Start of TASK MATERIAL
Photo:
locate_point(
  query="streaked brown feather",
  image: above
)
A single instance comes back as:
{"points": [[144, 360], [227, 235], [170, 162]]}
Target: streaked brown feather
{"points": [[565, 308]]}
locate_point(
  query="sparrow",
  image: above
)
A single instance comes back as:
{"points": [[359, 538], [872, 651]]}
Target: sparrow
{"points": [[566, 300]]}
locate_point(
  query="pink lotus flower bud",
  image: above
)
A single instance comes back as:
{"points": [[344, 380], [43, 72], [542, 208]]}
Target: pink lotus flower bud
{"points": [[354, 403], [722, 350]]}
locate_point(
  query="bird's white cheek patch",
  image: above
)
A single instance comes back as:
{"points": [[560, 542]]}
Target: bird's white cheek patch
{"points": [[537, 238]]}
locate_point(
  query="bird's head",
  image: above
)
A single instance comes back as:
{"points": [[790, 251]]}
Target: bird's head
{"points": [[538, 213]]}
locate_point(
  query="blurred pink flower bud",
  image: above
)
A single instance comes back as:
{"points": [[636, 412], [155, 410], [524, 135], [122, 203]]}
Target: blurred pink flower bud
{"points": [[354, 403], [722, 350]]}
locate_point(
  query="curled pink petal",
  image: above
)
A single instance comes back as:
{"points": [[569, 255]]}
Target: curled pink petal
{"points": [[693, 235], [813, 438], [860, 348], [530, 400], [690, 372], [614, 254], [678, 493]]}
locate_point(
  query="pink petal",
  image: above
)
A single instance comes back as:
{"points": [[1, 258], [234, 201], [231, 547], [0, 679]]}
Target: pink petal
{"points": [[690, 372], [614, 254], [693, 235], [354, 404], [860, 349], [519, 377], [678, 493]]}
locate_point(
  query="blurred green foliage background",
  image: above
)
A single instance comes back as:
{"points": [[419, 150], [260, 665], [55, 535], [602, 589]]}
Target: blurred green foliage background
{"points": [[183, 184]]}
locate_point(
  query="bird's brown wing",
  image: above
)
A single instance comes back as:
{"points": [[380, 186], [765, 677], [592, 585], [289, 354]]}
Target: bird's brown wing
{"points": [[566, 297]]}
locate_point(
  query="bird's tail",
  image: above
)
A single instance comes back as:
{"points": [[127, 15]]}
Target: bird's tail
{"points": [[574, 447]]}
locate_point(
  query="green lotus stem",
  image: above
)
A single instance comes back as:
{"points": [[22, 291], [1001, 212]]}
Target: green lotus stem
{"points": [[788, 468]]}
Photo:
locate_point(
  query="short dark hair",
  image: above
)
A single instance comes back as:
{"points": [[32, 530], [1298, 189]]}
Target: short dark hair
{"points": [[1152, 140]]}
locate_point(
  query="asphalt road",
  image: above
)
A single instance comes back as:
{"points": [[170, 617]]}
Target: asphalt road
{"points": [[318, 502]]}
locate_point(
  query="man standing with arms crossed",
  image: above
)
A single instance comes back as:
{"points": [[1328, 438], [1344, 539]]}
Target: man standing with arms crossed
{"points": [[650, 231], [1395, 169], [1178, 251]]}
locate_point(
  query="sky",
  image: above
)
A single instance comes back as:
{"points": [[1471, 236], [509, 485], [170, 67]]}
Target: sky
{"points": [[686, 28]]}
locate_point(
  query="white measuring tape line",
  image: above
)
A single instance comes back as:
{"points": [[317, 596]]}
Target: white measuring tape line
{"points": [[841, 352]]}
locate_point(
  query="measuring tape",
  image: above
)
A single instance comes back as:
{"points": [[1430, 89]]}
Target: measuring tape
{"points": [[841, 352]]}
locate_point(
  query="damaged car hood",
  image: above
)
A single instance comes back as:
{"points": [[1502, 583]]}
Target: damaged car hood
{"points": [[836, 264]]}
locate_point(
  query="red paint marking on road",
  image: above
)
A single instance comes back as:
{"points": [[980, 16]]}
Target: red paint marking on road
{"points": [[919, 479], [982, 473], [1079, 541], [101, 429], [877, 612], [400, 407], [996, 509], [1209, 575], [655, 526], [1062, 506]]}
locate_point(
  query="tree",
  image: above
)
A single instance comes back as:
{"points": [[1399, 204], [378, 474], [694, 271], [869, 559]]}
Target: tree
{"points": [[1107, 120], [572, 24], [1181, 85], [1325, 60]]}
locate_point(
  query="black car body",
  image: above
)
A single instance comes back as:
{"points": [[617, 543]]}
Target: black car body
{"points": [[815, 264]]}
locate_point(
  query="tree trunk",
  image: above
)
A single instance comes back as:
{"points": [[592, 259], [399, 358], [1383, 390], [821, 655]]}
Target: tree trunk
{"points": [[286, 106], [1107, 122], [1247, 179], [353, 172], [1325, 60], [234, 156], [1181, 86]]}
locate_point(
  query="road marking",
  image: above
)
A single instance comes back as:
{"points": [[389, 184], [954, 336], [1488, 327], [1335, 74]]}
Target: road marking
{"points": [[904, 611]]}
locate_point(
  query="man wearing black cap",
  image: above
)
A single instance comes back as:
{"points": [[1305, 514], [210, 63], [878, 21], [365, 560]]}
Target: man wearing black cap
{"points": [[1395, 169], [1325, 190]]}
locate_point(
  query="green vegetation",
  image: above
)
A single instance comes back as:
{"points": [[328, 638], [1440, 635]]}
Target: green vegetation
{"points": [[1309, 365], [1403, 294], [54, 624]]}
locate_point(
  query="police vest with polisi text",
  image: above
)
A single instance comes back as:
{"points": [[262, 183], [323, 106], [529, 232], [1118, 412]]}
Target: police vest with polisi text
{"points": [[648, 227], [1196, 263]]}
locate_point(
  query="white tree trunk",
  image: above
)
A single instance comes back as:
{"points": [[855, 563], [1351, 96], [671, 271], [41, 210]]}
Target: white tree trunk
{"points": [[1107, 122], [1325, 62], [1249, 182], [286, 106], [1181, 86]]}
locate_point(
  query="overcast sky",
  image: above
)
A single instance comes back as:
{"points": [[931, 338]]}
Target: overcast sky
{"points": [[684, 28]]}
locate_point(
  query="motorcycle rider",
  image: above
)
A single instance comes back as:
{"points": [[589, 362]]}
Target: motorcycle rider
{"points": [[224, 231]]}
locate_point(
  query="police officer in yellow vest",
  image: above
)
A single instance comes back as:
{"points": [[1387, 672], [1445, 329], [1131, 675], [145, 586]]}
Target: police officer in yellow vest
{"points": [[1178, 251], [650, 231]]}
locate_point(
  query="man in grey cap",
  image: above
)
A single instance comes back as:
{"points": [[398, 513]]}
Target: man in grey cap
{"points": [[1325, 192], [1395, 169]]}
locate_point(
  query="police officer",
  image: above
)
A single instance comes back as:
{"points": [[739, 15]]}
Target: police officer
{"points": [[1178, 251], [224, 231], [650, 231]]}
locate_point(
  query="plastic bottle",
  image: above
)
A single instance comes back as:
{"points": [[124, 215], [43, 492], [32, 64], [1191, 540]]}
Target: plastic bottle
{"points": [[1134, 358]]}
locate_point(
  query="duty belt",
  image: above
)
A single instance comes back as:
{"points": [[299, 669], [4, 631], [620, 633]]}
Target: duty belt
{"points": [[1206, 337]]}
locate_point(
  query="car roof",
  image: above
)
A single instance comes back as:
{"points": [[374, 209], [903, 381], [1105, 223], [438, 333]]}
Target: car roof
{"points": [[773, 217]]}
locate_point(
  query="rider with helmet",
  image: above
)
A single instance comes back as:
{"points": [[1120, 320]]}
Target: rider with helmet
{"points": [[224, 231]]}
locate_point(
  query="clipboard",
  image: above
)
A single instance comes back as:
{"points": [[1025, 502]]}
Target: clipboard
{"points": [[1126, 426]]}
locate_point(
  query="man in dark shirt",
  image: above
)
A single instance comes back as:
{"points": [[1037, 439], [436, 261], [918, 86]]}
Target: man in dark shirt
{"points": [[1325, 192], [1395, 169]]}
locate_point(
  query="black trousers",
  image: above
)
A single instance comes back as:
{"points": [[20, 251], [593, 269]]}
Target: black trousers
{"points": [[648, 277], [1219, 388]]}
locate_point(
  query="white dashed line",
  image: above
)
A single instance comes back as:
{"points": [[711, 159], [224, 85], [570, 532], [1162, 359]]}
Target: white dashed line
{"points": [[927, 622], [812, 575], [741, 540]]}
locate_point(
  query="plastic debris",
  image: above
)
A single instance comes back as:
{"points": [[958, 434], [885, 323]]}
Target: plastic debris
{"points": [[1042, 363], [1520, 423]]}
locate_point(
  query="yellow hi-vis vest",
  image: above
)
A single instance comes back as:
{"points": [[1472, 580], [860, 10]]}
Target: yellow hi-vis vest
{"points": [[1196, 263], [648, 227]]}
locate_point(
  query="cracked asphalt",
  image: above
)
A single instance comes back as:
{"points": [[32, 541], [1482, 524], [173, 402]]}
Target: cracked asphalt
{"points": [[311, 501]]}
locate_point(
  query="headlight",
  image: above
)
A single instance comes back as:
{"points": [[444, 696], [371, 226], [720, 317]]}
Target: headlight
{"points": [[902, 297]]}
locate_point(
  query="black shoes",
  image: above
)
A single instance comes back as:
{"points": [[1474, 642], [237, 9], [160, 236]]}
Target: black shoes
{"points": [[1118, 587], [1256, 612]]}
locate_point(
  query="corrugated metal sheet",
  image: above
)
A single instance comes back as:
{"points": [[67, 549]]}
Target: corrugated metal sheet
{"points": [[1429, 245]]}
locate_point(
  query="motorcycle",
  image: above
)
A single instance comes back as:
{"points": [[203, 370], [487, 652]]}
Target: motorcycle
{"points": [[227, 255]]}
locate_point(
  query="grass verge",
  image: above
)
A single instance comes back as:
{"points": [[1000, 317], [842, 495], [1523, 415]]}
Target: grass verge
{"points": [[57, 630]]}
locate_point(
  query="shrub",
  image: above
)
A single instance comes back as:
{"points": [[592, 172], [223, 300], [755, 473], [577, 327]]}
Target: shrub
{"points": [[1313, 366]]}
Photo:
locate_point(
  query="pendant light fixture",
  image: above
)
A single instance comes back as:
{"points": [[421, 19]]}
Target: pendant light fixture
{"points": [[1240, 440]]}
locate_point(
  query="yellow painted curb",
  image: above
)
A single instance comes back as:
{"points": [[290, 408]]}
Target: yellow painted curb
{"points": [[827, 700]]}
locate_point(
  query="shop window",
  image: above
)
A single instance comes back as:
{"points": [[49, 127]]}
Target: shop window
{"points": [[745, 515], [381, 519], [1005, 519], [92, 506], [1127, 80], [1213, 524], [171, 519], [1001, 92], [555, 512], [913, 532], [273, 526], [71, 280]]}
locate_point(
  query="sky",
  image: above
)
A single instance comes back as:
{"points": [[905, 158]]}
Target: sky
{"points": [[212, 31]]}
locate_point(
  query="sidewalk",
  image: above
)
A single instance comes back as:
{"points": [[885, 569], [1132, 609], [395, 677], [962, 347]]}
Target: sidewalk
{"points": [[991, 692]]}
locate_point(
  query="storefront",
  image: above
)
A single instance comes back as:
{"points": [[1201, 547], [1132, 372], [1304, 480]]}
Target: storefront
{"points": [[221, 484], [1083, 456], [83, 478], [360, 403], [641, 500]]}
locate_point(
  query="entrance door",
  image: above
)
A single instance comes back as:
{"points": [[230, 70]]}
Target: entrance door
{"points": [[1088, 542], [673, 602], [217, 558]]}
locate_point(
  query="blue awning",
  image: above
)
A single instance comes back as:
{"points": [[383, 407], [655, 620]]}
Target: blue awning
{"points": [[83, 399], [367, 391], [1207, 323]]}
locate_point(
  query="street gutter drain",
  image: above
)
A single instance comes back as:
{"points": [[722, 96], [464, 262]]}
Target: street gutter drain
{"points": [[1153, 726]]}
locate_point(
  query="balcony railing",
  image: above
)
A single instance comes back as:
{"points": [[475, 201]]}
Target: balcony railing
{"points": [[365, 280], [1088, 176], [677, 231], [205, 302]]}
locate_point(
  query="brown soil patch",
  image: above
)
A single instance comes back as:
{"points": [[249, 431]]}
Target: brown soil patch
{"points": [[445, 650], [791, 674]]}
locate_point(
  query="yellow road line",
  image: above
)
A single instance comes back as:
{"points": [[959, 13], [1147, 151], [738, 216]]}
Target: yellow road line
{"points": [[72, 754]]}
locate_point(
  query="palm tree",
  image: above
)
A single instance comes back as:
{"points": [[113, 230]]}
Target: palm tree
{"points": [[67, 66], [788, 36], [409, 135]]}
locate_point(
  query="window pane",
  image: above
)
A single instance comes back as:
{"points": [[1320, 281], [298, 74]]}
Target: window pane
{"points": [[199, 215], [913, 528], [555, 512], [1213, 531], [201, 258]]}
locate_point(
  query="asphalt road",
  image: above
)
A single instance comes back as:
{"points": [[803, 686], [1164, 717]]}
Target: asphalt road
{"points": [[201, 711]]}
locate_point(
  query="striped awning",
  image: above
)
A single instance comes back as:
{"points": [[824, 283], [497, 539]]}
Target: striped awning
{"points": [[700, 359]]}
End of TASK MATERIAL
Return every line of the listing above that contains the word "balcony".

  query="balcony railing",
Target: balcony railing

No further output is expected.